---------- Provided records ----------

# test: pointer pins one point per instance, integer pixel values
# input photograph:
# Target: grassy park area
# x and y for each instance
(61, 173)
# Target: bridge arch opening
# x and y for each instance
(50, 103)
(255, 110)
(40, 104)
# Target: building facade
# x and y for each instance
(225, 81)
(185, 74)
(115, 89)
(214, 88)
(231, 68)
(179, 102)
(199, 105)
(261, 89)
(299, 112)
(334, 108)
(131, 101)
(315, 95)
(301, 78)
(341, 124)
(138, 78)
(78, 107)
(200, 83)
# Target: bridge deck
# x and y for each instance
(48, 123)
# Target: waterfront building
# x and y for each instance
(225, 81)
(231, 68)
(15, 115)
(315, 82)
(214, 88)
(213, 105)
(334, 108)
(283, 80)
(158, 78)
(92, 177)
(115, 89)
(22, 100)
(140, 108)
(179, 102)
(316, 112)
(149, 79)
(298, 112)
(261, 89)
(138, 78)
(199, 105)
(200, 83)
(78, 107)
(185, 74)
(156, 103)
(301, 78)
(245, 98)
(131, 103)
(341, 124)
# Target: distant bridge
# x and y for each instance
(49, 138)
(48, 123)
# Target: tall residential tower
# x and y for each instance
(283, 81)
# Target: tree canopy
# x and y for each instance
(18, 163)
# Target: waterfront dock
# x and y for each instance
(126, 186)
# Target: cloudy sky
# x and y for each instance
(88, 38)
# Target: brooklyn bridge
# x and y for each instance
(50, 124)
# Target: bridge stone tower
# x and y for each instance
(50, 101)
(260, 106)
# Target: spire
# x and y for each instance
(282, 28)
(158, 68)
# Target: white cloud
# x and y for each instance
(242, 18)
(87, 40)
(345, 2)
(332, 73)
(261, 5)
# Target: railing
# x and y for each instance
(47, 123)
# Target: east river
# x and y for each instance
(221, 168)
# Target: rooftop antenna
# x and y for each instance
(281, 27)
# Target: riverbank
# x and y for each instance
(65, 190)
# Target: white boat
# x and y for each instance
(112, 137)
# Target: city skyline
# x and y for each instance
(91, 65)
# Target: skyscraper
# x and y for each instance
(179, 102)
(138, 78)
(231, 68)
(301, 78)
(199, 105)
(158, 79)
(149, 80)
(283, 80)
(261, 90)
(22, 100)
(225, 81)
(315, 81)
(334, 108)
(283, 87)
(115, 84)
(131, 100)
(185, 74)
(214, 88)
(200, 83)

----------

Replace every "waterfront" in the listing with "riverside" and leave everything else unchanged.

* [Task response]
# test: pointer pins one point per instance, integer pixel values
# input photograph:
# Target: grassy park area
# x and y for each instance
(61, 173)
# Target: bridge arch opening
# x and y for each instance
(50, 103)
(255, 110)
(40, 104)
# Target: building facade
# x and y for each instance
(225, 81)
(185, 74)
(115, 89)
(214, 88)
(231, 68)
(179, 102)
(199, 105)
(261, 89)
(299, 112)
(334, 108)
(131, 101)
(315, 95)
(301, 78)
(341, 124)
(138, 78)
(78, 107)
(200, 83)
# Target: bridge deck
# x and y for each instance
(48, 123)
# Target: riverside building
# x and y for each instance
(225, 81)
(231, 68)
(15, 115)
(315, 82)
(214, 88)
(213, 105)
(334, 108)
(283, 80)
(158, 78)
(92, 177)
(115, 89)
(22, 100)
(140, 108)
(179, 102)
(316, 112)
(149, 79)
(298, 112)
(261, 89)
(138, 78)
(199, 105)
(200, 83)
(78, 107)
(185, 74)
(156, 103)
(301, 78)
(245, 98)
(131, 103)
(341, 124)
# Target: distant bridge
# x and y for each instance
(49, 138)
(48, 123)
# Target: tall residential tower
# x and y for each instance
(283, 81)
# Target: tree canopy
# x and y for each instance
(18, 163)
# Target: riverside dock
# x and y for each instance
(126, 186)
# Target: cloudy sky
# x and y for each instance
(88, 38)
# Target: brooklyn bridge
# x and y for each instance
(50, 124)
# Target: bridge stone tower
# x and y for each instance
(50, 101)
(260, 106)
# Target: spire
# x and y for each instance
(282, 28)
(158, 68)
# Target: white cloud
# x and y for each instance
(242, 18)
(87, 40)
(345, 2)
(332, 73)
(261, 5)
# Target: railing
# x and y for each instance
(47, 123)
# Target: east river
# x and y for each instance
(221, 168)
# Target: rooftop antenna
# x and y for each instance
(281, 27)
# Target: riverbank
# x and y for each instance
(65, 190)
# Target: white boat
# x and y for each instance
(112, 137)
# Target: city skyline
# x and y for each instance
(91, 65)
# Target: skyscraper
# x and y for each instance
(179, 102)
(138, 78)
(231, 68)
(301, 78)
(199, 105)
(158, 79)
(149, 80)
(283, 80)
(261, 90)
(22, 100)
(225, 81)
(315, 81)
(334, 108)
(283, 87)
(115, 84)
(131, 100)
(185, 74)
(214, 88)
(200, 83)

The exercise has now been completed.